Image-grounded pointing data:
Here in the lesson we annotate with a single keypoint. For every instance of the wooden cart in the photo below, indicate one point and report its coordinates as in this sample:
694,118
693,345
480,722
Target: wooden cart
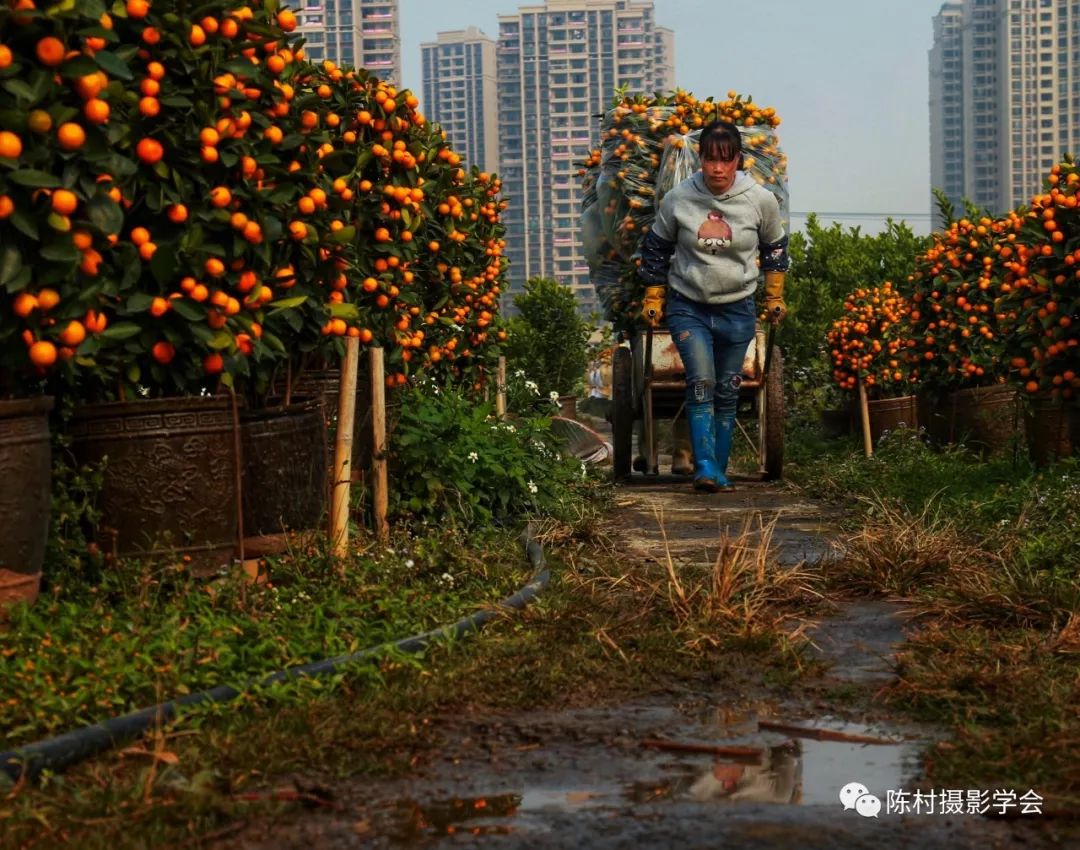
649,383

Task description. Leave out every picture and copy the rest of the records exactly.

Task result.
Here in the lesson we annotate with a single keypoint. For every instance of the wooden cart in the photo below, indicate one point and report its coordinates as in this sample:
694,118
693,345
480,722
Target: wooden cart
649,383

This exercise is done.